With pictures left out, set down every record word for word.

● Source information
Start of Block

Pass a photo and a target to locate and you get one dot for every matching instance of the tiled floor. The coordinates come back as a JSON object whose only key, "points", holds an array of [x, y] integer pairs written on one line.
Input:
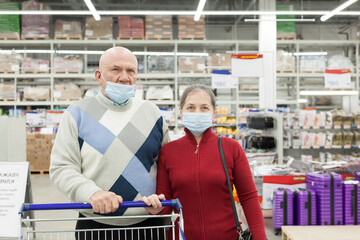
{"points": [[43, 191]]}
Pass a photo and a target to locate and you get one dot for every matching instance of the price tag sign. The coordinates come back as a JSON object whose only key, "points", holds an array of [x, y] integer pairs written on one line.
{"points": [[223, 79], [13, 180], [337, 78], [247, 65]]}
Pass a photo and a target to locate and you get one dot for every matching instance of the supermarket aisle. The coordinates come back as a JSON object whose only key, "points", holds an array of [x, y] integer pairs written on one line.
{"points": [[44, 191]]}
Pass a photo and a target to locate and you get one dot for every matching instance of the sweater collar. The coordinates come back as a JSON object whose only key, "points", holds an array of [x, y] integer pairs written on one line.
{"points": [[119, 108], [207, 134]]}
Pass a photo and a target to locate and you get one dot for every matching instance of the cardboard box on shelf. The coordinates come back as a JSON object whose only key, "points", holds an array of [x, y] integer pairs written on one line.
{"points": [[102, 29], [37, 93], [67, 30], [189, 29], [35, 26], [158, 27], [7, 91], [67, 92], [191, 64]]}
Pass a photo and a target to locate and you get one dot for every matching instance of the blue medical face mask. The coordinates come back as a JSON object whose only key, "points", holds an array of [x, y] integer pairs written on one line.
{"points": [[119, 93], [197, 123]]}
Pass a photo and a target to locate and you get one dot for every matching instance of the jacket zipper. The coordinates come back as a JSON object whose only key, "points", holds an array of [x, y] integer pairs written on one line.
{"points": [[198, 190]]}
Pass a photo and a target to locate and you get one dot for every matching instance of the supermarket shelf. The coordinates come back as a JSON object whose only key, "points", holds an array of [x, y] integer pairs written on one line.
{"points": [[332, 127], [323, 147]]}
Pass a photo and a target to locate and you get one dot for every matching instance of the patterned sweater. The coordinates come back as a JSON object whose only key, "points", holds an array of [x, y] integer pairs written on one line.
{"points": [[100, 146]]}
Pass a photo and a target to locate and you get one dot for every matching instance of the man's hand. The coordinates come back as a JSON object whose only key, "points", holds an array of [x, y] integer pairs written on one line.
{"points": [[154, 201], [105, 201]]}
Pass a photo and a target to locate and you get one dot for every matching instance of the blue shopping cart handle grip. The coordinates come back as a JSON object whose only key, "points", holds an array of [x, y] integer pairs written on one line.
{"points": [[63, 206]]}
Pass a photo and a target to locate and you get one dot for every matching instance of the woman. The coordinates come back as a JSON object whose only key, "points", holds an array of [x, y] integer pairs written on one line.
{"points": [[190, 169]]}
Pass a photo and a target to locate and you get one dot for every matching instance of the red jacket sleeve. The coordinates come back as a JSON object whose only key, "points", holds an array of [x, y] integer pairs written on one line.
{"points": [[247, 193], [163, 182]]}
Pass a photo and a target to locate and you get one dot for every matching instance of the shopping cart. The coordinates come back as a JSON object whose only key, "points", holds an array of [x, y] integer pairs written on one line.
{"points": [[28, 231]]}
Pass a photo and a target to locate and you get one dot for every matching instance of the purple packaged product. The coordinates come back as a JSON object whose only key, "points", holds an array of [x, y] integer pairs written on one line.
{"points": [[351, 202], [329, 199], [283, 208], [305, 207]]}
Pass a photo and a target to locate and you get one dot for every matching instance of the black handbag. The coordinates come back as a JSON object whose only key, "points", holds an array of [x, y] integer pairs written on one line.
{"points": [[243, 235]]}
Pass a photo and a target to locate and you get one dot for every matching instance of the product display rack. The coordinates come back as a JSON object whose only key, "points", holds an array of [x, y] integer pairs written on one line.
{"points": [[288, 95], [299, 81]]}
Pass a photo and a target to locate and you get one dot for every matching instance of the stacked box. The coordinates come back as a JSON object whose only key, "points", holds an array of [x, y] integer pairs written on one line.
{"points": [[7, 91], [130, 27], [124, 23], [137, 28], [158, 27], [329, 197], [37, 93], [285, 62], [191, 64], [68, 64], [10, 63], [38, 147], [285, 30], [35, 26], [312, 64], [9, 24], [102, 29], [189, 29], [67, 92], [163, 64], [218, 61], [30, 65], [67, 30]]}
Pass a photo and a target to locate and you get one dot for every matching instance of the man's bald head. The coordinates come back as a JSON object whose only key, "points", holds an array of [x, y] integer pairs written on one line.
{"points": [[115, 52]]}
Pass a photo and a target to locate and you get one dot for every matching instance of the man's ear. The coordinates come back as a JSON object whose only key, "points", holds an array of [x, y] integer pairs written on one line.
{"points": [[98, 76]]}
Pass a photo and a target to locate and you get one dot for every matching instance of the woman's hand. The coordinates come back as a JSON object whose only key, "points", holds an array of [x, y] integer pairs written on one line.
{"points": [[154, 202]]}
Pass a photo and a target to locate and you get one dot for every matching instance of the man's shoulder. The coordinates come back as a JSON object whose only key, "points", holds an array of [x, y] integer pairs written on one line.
{"points": [[84, 102]]}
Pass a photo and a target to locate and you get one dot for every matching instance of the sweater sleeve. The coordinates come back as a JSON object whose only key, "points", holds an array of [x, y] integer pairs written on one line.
{"points": [[163, 181], [247, 193], [65, 164]]}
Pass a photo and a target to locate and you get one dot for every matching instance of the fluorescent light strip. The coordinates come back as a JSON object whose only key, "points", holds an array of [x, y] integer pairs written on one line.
{"points": [[337, 10], [328, 93], [199, 10], [89, 52], [92, 9], [177, 13], [310, 53], [280, 20]]}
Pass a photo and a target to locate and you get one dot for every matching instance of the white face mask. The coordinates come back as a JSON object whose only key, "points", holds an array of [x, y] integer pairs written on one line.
{"points": [[119, 93], [197, 123]]}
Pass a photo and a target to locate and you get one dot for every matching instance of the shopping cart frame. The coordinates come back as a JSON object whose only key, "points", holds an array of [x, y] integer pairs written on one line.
{"points": [[29, 223]]}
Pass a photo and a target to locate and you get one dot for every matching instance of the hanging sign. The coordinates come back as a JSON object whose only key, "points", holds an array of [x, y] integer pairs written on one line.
{"points": [[337, 78], [223, 79], [247, 65], [13, 180]]}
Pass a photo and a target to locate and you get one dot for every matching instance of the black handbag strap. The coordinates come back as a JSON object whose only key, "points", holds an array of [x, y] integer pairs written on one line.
{"points": [[229, 186]]}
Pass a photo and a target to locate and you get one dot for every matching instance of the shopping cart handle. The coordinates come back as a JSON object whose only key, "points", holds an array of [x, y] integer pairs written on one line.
{"points": [[62, 206]]}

End of Block

● Exercise response
Pass a photo and a target to locate and you get one dot for every matching instance of the tiled floor. The coordinates come back as a JSON object whose only key, "points", holds an array of [x, y] integer pairs written on one line.
Input:
{"points": [[43, 191]]}
Pass a photo and a target to locate and you get one dot for every matching instance of the price tag sign. The coordinates come back as a JSON object whose only key, "points", holds an array of [x, y] integer pairs written on one line.
{"points": [[223, 79], [13, 180], [337, 78], [247, 65]]}
Pass a photo and a target to locate and you get one dot for every matching instance of the supermarket aisle. The coordinates come back as a JSON object whose only key, "points", holds an array of [x, y] integer pairs written on one line.
{"points": [[44, 191]]}
Pass a photo and a target to locate and you get one dot for every matching instance of the sweater collar. The coordinates come back as a JSON object whose only key, "points", holds an array of [x, y] integer pairs written on one line.
{"points": [[119, 108], [207, 134]]}
Pass a photo and a target to locate and you get one dot for every matching instance of the cardboard box on shelf. The coordinates come back as a JSON object whose only key, "points", holds an array of [x, y] integer pairs written on one line.
{"points": [[102, 29], [37, 93], [67, 30], [189, 29], [35, 26], [158, 27], [7, 91], [67, 92], [191, 64]]}
Pass a photo and a target to locate and you get one dot for every matching instance of the blue medical face mask. The coordinates come back as a JSON object whose only key, "points", holds an array of [x, y] integer pairs written on one line.
{"points": [[119, 93], [197, 123]]}
Pass a photo and a target to locate and you get one dot for every matching instance of the jacket zipper. The coordinates come back as a JSON object whose only key, "points", holds an array of [x, y] integer pairs written on one line.
{"points": [[198, 190]]}
Pass a photo and a target to locate and you get one dot for every matching instance of the supermarket shelf. The coordinates come back as a JSON object whose only key, "points", holds an array of [x, y] integer pairs written on one line.
{"points": [[332, 127], [323, 147]]}
Pass a photo and a target to locate and you get one dot for every matching instance of the patterned sweater. The coordinates come back as a JSON object whose only key, "points", holds an array of [x, y] integer pairs written on one line.
{"points": [[100, 146]]}
Pass a photo and a target to locate and you get one dot for every matching instance of the man's hand. The coordinates come back as a JSON object whose only key, "points", holds an array of [x, y] integer pairs written on one line.
{"points": [[154, 201], [105, 201]]}
Pass a photo and a target to locate and you get one dot for every matching instance of the blue shopping cart handle grip. The coordinates come back as a JSON object whose only key, "points", holds an array of [x, y] integer pairs written on one line.
{"points": [[63, 206]]}
Pass a photo and a target to locate and you get one dot for every matching instance of the woman. The coordinates come back as a JSON object whose only key, "points", holds an array of [x, y] integer pairs written on one line.
{"points": [[190, 169]]}
Pass a photo and a target to locate and you get one dot for every matching instance of the red jacket sleeve. The coordinates come back as a JSON object whose only key, "points", holds an array of [x, y] integer pairs written on one line.
{"points": [[247, 193], [163, 182]]}
Pass a photo and a target to locate and you get one dot for every matching instance of the shopping cart. The coordinates come back as a JSON object whose only key, "points", holds an array of [x, y] integer pairs written on one line.
{"points": [[28, 231]]}
Pass a photo and a target to locate and you get one dot for every matching instance of the purple packaged product. The coordinates come back as a JSON object whose only key, "points", holds an array of [x, y] integer pairs written on one line.
{"points": [[351, 202], [329, 199], [283, 208], [305, 207]]}
Pass a photo and a target to locate and you get one dot for every matching instance of the black handbag. The coordinates come back as a JSON object whose only key, "points", holds an array of [x, y] integer pairs written on one line.
{"points": [[243, 235]]}
Pass a photo and a target to locate and you get one dot for every matching instance of the product display rack. The coordinates come back as a JSON object whose only key, "points", holds an array of [x, y] integer pairs written on one line.
{"points": [[288, 95], [299, 81]]}
Pass a photo and a target to locate and you get one dot for every matching instance of the stacked box. The coordinates come back as a JSON object whose only key, "points", holds an array of [x, y] integer pairs written on one line.
{"points": [[7, 91], [130, 27], [124, 23], [137, 28], [158, 27], [329, 197], [37, 93], [285, 62], [191, 64], [68, 64], [10, 63], [38, 147], [285, 30], [35, 26], [312, 64], [9, 24], [102, 29], [189, 29], [67, 92], [163, 64], [218, 61], [30, 65], [67, 30]]}
Pass a photo and a target to locate and you get one dot for every matching instance of the man's bald head. The coordinates come back as a JSON object whose only key, "points", holds an array of [x, y] integer pairs written on one line.
{"points": [[115, 52]]}
Pass a photo and a target to locate and you get one dot for every matching instance of the man's ear. The coordinates come back as a JSON object whose only key, "points", holds an array of [x, y] integer pairs written on one line.
{"points": [[98, 76]]}
Pass a photo and a target to locate and you get one dot for every matching instance of the woman's hand. The coordinates come back as a JSON object whose only key, "points", holds an array of [x, y] integer pairs written on one line.
{"points": [[154, 202]]}
Pass a photo and a target to locate and you get one dot for every matching instance of the man's shoulder. The coordinates come back as a JSON object whose only key, "points", holds an array of [x, y] integer pairs written on one line.
{"points": [[84, 102]]}
Pass a photo and a target to locate and you get one dot for every matching instance of the sweater sleeve. The coordinates come back as a JSON object whose only key, "points", holds an array of [x, y] integer pairs written on one line.
{"points": [[163, 181], [247, 193], [65, 164]]}
Pass a photo and a target to locate and you get one dot for every matching instance of the fluorescent light strip. The coordinates come back as a JSON object whose only key, "points", holds an array of [x, y] integer pairs written on one line.
{"points": [[337, 10], [328, 93], [199, 10], [89, 52], [92, 9], [177, 13], [310, 53], [280, 20]]}
Pass a photo and a target to locate and you get one dot for every matching instance of the white face mask. The coordinates come back as a JSON object whose only key, "points", holds an array of [x, y] integer pairs written on one line.
{"points": [[119, 93], [197, 123]]}
Pass a photo and a target to locate and you get one dot for every matching instance of the shopping cart frame. The coordinates come back as a JSON object whose only key, "points", holds an array of [x, y] integer pairs written on one line.
{"points": [[29, 223]]}
Pass a photo and a target to locate and you get one dot for every matching instance of the hanging sign. The coordinates come back as a JSON object whose only key, "points", holds an array of [x, y] integer pairs written on one line.
{"points": [[337, 78], [223, 79], [247, 65], [13, 180]]}
Pass a photo and a target to locate and you get one dot for every matching instance of the black handbag strap. The coordinates come back as a JSON object whose only key, "points", holds an array of [x, y] integer pairs written on one line.
{"points": [[229, 186]]}
Pass a photo and a target to locate and you get one dot for every matching instance of the shopping cart handle. The coordinates come back as a JSON object whose only key, "points", holds an array of [x, y] integer pairs written on one line.
{"points": [[62, 206]]}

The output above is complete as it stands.